# Object pointing dataset rows
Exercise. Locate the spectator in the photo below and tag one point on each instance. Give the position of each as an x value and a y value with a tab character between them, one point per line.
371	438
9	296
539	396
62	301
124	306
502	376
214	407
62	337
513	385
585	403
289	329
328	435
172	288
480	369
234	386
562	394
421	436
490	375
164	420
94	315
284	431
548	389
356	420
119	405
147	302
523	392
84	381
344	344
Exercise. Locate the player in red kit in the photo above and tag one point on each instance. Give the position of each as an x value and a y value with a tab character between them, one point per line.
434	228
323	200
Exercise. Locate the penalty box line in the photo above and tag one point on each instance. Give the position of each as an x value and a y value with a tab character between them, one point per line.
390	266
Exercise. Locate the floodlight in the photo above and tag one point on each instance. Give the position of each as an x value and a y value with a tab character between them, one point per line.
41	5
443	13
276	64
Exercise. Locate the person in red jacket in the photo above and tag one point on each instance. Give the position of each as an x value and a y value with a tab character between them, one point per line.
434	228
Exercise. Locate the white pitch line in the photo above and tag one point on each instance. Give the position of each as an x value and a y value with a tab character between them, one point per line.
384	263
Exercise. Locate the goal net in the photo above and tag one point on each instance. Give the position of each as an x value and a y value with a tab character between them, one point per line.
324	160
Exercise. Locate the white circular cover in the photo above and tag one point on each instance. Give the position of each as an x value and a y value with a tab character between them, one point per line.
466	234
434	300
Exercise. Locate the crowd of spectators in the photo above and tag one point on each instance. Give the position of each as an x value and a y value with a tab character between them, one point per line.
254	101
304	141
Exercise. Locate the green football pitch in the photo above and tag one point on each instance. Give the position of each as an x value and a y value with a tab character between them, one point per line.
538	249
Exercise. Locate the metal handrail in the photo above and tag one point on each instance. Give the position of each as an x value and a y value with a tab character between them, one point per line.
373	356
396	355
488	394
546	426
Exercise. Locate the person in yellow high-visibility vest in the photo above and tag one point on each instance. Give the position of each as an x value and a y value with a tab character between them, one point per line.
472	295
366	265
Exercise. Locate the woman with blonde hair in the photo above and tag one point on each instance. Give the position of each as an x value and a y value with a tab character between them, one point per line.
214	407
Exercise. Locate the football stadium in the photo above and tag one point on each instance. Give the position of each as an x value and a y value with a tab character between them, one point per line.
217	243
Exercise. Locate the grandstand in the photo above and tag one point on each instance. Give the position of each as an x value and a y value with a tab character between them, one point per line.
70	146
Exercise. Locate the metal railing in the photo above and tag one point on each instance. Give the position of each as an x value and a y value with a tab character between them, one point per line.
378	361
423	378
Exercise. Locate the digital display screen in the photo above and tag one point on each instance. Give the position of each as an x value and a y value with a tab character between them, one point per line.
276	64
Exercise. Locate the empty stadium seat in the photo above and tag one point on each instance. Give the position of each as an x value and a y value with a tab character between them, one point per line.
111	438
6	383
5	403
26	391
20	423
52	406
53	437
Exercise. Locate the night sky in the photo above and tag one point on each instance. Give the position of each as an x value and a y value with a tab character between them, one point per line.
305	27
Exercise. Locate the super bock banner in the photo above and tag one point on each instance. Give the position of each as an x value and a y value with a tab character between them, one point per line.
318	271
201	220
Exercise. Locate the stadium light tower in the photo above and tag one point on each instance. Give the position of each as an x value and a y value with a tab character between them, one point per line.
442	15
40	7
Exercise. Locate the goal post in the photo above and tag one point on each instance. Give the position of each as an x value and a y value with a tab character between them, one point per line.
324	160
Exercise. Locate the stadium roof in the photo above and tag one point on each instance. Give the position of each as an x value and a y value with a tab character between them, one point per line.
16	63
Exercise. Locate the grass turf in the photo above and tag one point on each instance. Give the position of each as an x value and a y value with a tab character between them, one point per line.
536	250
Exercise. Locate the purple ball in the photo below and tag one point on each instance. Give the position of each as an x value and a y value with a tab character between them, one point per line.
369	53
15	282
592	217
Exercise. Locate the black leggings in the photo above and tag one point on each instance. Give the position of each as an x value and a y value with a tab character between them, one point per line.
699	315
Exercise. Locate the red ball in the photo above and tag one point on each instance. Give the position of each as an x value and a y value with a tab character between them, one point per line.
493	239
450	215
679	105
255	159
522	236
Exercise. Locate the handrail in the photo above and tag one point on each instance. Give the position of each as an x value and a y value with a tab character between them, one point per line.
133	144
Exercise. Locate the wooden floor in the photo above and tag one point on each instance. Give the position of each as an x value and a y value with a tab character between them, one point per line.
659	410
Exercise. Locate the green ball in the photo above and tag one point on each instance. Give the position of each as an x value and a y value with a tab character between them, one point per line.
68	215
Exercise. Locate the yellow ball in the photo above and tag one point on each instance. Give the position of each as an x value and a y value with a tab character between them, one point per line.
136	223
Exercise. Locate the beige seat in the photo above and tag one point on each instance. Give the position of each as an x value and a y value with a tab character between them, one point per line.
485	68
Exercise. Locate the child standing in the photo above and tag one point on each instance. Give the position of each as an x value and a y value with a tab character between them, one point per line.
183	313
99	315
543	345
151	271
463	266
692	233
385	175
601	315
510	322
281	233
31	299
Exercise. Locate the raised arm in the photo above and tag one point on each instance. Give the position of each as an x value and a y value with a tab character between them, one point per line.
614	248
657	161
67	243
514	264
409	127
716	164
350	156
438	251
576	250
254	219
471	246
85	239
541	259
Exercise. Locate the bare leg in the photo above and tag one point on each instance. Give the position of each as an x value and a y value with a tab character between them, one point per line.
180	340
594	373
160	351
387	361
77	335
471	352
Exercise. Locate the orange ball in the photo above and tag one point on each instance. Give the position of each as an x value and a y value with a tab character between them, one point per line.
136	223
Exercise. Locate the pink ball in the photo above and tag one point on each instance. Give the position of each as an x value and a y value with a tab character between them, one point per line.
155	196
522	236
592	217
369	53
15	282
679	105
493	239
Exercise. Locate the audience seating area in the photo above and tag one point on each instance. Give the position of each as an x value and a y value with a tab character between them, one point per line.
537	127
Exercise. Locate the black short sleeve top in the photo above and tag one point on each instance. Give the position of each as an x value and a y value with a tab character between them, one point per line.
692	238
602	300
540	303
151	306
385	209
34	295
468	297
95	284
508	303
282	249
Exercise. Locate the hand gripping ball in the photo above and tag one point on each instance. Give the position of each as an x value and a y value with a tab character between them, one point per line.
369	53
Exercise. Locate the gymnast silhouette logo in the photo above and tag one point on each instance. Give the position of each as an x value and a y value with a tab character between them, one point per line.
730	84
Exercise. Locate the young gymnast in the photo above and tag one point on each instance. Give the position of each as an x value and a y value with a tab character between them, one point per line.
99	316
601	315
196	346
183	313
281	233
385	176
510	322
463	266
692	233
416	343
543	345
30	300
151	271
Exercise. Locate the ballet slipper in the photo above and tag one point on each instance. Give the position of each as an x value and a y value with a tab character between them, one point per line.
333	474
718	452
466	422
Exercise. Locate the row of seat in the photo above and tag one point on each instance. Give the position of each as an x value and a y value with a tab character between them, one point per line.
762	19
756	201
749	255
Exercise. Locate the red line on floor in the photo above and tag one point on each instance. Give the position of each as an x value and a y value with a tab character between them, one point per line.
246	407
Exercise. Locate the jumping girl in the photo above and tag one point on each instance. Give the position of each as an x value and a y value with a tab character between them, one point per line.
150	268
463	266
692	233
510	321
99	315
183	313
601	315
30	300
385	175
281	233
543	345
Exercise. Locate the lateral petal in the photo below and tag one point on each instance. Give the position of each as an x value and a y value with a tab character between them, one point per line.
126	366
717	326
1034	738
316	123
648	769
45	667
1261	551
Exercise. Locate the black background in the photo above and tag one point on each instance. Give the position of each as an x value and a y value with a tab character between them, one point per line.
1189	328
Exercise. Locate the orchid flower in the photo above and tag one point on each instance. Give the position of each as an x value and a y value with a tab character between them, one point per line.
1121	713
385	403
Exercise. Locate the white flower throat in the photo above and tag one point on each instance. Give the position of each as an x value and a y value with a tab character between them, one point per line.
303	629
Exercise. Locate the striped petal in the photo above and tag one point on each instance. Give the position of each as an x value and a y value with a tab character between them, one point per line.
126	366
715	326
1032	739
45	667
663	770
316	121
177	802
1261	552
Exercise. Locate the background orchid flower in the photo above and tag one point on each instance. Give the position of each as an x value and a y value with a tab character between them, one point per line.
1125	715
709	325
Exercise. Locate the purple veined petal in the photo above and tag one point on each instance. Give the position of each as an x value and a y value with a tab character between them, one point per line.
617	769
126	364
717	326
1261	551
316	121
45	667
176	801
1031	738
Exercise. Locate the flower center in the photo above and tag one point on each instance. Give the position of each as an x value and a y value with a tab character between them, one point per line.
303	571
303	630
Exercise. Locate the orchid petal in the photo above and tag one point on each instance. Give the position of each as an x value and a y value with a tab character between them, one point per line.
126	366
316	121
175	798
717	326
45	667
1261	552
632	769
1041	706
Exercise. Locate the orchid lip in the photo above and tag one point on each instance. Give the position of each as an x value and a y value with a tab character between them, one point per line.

# SHORT PROBLEM
Give back exactly the lines from the line containing "Exercise. Locate the flower" to the end of the entries, and no other lines.

# EXERCISE RESULT
Exercise. Locate the flower center in the photo above and tag one point on each instance. Give the position of each as an x value and a y value with a tab character between them, one point per line.
303	571
303	630
Exercise. Locate the orchid petal in the photo above and tag one point on each instance. Give the position of each as an x value and a y value with a tab character between them, one point per line.
126	366
316	121
175	798
717	326
45	667
1261	552
632	769
1041	706
Exercise. Locate the orchid lip in the photo above and tag one point on each instance. Give the position of each as an x value and a y value with a tab character between them, one point per line.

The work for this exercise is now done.